▸ **SHORT PROBLEM**
Pick out each line from the rows below that contains the string "asphalt". Only matches with the same letter case count.

▸ **ENTRIES**
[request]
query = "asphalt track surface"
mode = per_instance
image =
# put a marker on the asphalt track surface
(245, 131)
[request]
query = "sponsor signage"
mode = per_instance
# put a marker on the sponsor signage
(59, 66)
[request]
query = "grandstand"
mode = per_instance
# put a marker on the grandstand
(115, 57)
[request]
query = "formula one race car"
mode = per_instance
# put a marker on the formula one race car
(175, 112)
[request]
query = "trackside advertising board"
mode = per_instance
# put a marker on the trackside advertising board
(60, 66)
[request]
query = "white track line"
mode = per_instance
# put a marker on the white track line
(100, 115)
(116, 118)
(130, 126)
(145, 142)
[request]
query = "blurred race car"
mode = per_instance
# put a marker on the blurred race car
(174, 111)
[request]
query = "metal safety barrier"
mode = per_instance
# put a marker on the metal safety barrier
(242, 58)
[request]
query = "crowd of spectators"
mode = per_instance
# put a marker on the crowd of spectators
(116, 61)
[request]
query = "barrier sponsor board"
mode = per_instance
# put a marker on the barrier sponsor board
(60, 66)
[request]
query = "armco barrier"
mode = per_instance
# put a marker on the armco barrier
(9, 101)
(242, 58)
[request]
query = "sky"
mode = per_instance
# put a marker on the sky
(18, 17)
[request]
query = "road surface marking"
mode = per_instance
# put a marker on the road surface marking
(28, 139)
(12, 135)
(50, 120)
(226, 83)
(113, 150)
* * *
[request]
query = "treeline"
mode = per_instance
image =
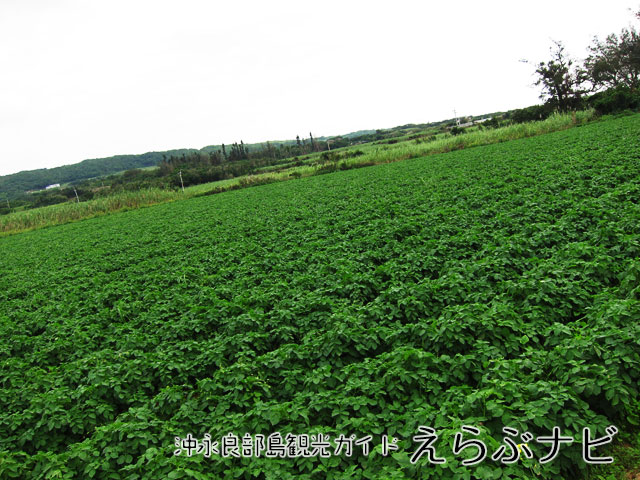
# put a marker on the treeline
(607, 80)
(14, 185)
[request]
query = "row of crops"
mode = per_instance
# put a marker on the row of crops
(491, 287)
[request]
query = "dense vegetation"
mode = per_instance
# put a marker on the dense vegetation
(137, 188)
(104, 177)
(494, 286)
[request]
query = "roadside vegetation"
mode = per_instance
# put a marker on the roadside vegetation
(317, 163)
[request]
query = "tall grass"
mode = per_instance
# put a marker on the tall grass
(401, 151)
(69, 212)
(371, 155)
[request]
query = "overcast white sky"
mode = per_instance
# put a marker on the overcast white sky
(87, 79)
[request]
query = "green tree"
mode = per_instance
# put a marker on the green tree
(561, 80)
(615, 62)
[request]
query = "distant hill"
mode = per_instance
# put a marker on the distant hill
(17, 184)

▸ **FULL RESPONSE**
query = "asphalt track surface"
# put a marker on the asphalt track surface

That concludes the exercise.